> [Task]
Images are to be left out when the records below are printed word for word.

[[ Input material open ]]

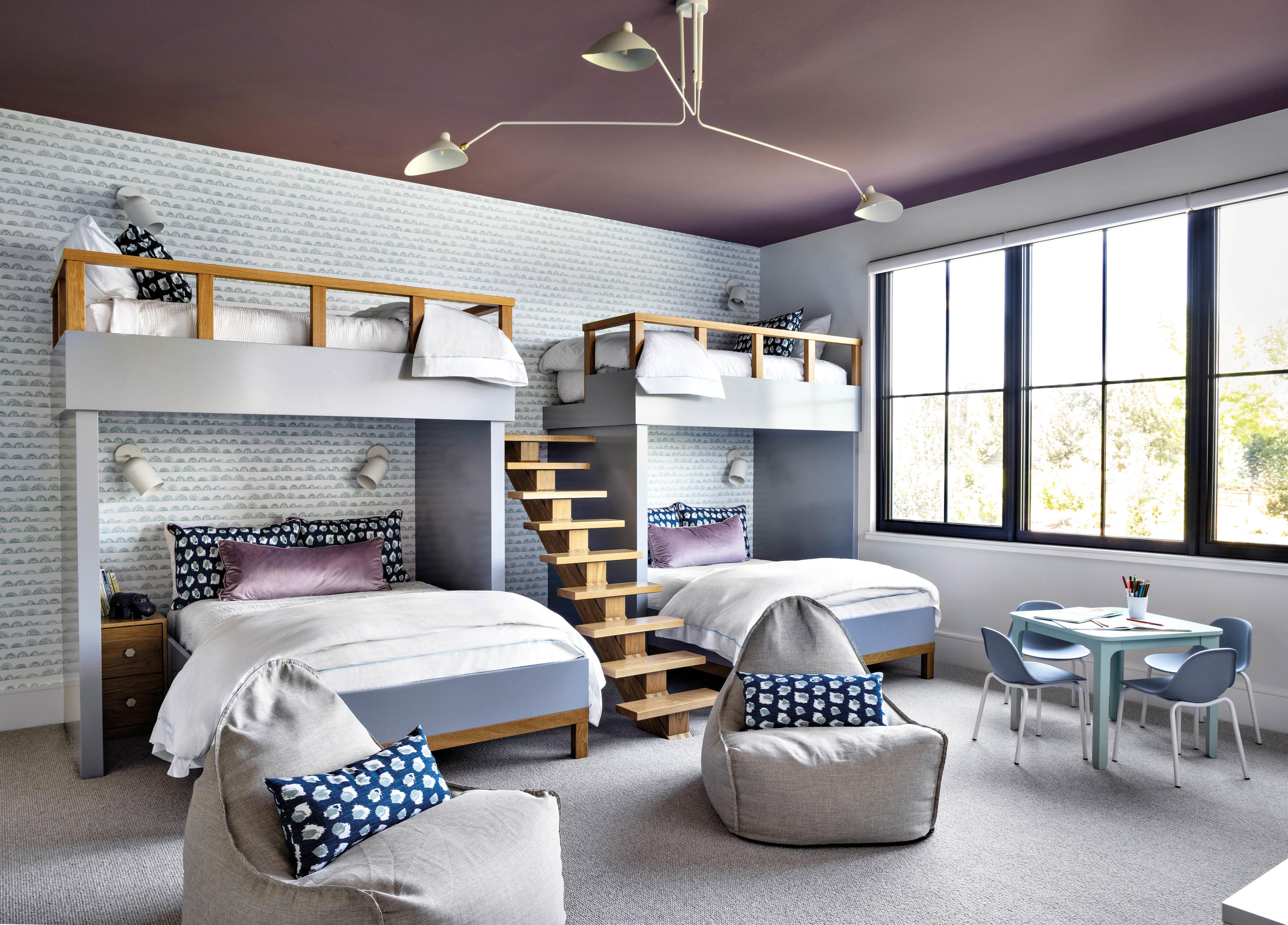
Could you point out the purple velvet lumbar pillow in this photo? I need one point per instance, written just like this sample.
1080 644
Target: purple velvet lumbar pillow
254 572
706 546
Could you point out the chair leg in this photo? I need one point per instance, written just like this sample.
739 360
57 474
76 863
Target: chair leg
1238 739
1082 716
1024 710
1256 723
979 716
1119 726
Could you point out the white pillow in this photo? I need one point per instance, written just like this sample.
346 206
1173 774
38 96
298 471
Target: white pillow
569 356
454 343
101 282
812 326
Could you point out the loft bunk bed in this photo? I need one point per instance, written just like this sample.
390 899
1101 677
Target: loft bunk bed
804 487
460 474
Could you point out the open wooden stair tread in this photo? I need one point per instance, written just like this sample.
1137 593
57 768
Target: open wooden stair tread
593 556
553 495
548 466
664 705
572 525
666 661
548 439
618 589
620 628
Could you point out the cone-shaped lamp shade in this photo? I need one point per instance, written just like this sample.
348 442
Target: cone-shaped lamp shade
442 156
621 51
879 207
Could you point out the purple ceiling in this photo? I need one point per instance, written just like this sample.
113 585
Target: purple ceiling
924 100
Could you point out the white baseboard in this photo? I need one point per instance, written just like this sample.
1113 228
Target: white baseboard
26 708
968 651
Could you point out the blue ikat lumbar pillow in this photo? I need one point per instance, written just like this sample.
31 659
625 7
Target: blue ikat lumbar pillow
779 701
326 815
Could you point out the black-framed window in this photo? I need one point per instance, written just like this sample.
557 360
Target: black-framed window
1122 388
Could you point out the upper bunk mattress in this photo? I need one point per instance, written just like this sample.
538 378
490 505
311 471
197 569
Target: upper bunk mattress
245 324
572 384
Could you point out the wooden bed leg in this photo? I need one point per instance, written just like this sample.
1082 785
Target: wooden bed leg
580 740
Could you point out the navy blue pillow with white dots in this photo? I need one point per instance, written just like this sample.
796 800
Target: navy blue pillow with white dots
326 815
779 701
774 347
387 527
199 572
700 517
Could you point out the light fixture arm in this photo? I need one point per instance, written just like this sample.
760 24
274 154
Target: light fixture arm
684 114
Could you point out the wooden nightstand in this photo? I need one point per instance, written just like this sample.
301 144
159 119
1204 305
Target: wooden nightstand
136 673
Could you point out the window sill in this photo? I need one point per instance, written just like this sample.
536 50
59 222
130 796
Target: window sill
1085 553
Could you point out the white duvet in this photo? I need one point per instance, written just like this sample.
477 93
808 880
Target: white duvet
720 607
247 324
467 630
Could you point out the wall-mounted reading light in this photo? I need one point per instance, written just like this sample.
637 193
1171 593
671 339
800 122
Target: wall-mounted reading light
137 469
737 468
138 209
375 469
737 296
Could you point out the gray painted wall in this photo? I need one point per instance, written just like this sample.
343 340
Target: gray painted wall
982 583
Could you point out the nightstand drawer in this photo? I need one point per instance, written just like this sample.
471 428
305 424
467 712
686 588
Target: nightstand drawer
133 650
132 701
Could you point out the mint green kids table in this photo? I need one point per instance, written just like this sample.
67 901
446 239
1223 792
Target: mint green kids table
1107 650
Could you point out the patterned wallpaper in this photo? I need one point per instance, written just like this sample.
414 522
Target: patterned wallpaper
688 464
223 207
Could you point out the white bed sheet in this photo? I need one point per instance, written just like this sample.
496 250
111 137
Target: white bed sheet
572 384
245 324
356 642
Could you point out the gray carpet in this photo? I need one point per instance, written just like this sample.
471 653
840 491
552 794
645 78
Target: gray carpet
1049 842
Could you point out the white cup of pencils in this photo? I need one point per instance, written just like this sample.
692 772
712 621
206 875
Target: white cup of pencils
1138 596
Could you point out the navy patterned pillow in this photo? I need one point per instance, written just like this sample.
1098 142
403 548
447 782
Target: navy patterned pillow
774 347
777 701
326 815
700 517
387 527
153 284
199 572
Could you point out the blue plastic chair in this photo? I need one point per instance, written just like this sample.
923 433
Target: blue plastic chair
1012 670
1236 634
1199 682
1049 649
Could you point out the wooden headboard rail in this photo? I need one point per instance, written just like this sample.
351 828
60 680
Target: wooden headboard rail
69 293
637 321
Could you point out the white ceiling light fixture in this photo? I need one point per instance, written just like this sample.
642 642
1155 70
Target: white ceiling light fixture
625 51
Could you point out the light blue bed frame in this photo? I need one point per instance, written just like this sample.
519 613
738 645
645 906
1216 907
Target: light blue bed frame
473 708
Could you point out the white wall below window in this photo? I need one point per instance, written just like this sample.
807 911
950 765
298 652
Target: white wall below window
981 584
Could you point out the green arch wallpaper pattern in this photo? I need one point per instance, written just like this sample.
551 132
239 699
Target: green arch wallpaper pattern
225 207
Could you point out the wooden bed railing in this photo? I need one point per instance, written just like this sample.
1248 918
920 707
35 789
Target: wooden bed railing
637 321
69 293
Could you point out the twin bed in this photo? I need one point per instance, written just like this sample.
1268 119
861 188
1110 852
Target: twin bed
469 665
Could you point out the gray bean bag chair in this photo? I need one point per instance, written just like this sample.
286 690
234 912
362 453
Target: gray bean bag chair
818 785
489 857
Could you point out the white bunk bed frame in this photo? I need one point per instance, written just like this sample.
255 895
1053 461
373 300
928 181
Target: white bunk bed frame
460 481
804 494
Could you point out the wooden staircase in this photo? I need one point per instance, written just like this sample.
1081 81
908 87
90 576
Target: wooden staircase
602 606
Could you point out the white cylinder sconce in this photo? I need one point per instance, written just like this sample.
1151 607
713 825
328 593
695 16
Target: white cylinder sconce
138 209
137 469
737 468
375 469
737 296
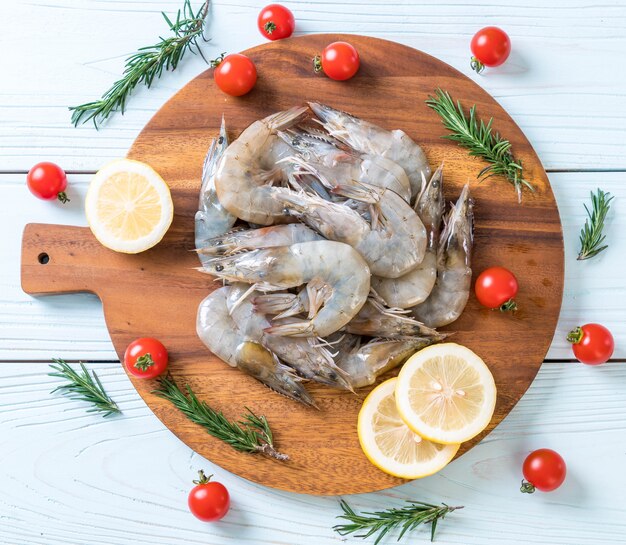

[[ Input material closed ]]

> [Answer]
Could you point out the purple velvet lumbar pillow in this photo? I need one point per instance, written just like this sample.
1080 644
Target: purple velvet lumbar pillow
254 572
706 546
Could you point out the chair leg in this photo? I need one point per instance, written just like this sample.
739 360
57 474
76 863
Target: chair leg
1238 739
1082 716
1024 710
1256 723
979 716
1119 726
Could you point out the white pillow in this photo? I need one point per instance, written just like this sample.
346 206
1173 774
38 96
298 471
Target: white pillow
569 356
454 343
101 282
812 326
Could you point out the loft bunk bed in this photo? I need one point per instance, written just like this sample.
390 899
1101 677
Target: loft bunk bed
804 487
460 474
Could you point out the open wooden stair tread in this photo? I need one point per instance, written just like this sample.
1137 593
57 768
Target: open wooden stair tread
593 556
553 495
548 466
664 705
572 525
666 661
548 439
618 589
620 628
Could you point out the cone-shaped lamp shade in this photo? I need one point per instance, written just like this sample.
348 442
Target: cone-shaped lamp shade
442 156
621 51
879 207
Could you point out the purple ceiling in this photo? I need one point per instance, written just like this sample.
113 585
Target: purple ceiling
924 100
Could you point out the white baseboard in this photo? I need one point per instance, written just like this sample.
1113 228
Target: white baseboard
26 708
968 651
Could you point out the blue ikat lumbar pillow in this photo? I need one point per instance, written just like this sample.
31 659
625 7
Target: blue ikat lumbar pillow
779 701
326 815
Could you point out the black-framed window in this photo? I need one point per instance, written just like this sample.
557 360
Target: black-framed window
1122 388
Could you point out the upper bunk mattress in this photo? I need one point per instance, written just like this sample.
538 378
490 505
311 471
197 569
Target: upper bunk mattress
245 324
572 384
Could you point out the wooden bed leg in this photo? I need one point per instance, written just like this sample.
1082 785
Target: wooden bed leg
580 740
Could you point out the navy blue pillow with white dots in this photo? I need one point per instance, written just like this sample.
796 800
Target: navy blue pillow with white dots
326 815
779 701
774 347
387 527
199 572
700 517
Could you point out the light fixture arm in this photo? I need one point per instance, written just like this sample.
760 24
274 154
Target: light fixture arm
684 114
Could you point out the wooden nightstand in this photo? I need one point per instance, written just like this sample.
301 144
159 119
1204 305
Target: wooden nightstand
136 673
Could you point out the window sill in this photo? I need one point per instance, written just like this sample.
536 50
59 222
130 796
Target: window sill
1085 553
Could you point out the white duvet in this photo? I need one point per instance, written just like this sample.
477 93
808 880
Target: white duvet
720 607
247 324
467 630
Could you point out the wall-mounted reading light in this photo? I need one point per instance, written just like this sample.
637 193
1171 593
671 339
800 122
Target: wall-mounted reading light
137 469
737 468
138 209
375 469
737 296
Could you point out the gray painted wall in this photo? I need one point per instance, written just like this sample.
343 340
Target: gray painted wall
982 583
Could you point out the nightstand drawer in this photo? I need one point per instance, written just like this sample.
471 428
305 424
467 712
686 588
Target: nightstand drawer
133 650
132 701
Could you point out the mint green kids table in this photo? I need one point per instance, written just like this sample.
67 901
446 239
1223 792
Target: mint green kids table
1107 650
Could you point out the patterned wallpaper in this photo? I need one point per instance, written just like this sample.
414 522
Target: patterned wallpaper
688 464
223 207
Could you point out the white bed sheet in this photo? I need one point per instance, written just like this sample.
496 250
111 137
Target: white bed sheet
572 384
245 324
356 642
Could you point out the gray carpet in this photo? I need one point per instance, written just like this sample.
471 653
840 491
552 794
645 78
Target: gray carpet
1049 842
Could you point out the white cup of pencils in this photo? I need one point per instance, written just like this sample.
692 772
712 621
206 875
Target: white cup of pencils
1138 596
Could you point out the navy patterned pillow in this photo? I need one point per instance, written just like this sample.
1098 142
403 548
447 782
Target: navy patterned pillow
774 347
777 701
326 815
700 517
387 527
153 284
199 572
Could you point out the blue plastic chair in this photo? I need one point per instance, written just like this sample.
923 433
Target: blue plastic chair
1012 670
1236 634
1199 682
1049 649
Could you point out the wooden headboard rail in this photo? I need one point per instance, written just like this sample.
351 828
60 680
Target: wooden headboard rail
69 293
637 321
Could you point out the white ceiling light fixture in this photo? I need one point per instance, written just like this sample.
642 642
1155 70
Target: white ceiling light fixture
625 51
Could you point out the light blue bed frame in this photo? I need one point per instance, written just like this sample.
519 613
738 645
645 906
1216 907
Target: light blue bed frame
473 708
Could you point out the white wall below window in this photo? I need one point per instance, written just like this sample.
807 911
950 765
298 652
Target: white wall below window
981 584
Could you point out the green arch wallpaper pattern in this photo? I need one point per instance, written just like this sample.
551 132
239 699
Target: green arch wallpaper pattern
225 207
Could you point out the wooden bed railing in this photo? I need one point per instance, written just like this sample.
1248 918
920 707
35 789
Target: wooden bed railing
637 321
69 293
Could you point out the twin bed in this photo? I need one point per instance, written just like this sample.
1268 119
861 188
1110 852
Target: twin bed
469 665
Could you point out the gray bean bag chair in this photo? I need one point per instance, written just like this sample.
286 690
234 912
362 453
Target: gray bean bag chair
818 785
489 857
Could you point out the white bunk bed frame in this photo? I need one point per instance, written just like this sample.
255 895
1053 461
373 300
928 181
Target: white bunk bed frame
460 481
804 494
Could you point out the wooden staircase in this photo? I need one point per instance, written just like this sample.
1081 81
908 87
90 576
Target: wooden staircase
602 606
Could you point out the white cylinder sconce in this photo? I need one point per instance, written just like this sample.
1151 607
713 825
328 593
695 16
Target: white cylinder sconce
138 209
137 469
737 468
375 469
737 296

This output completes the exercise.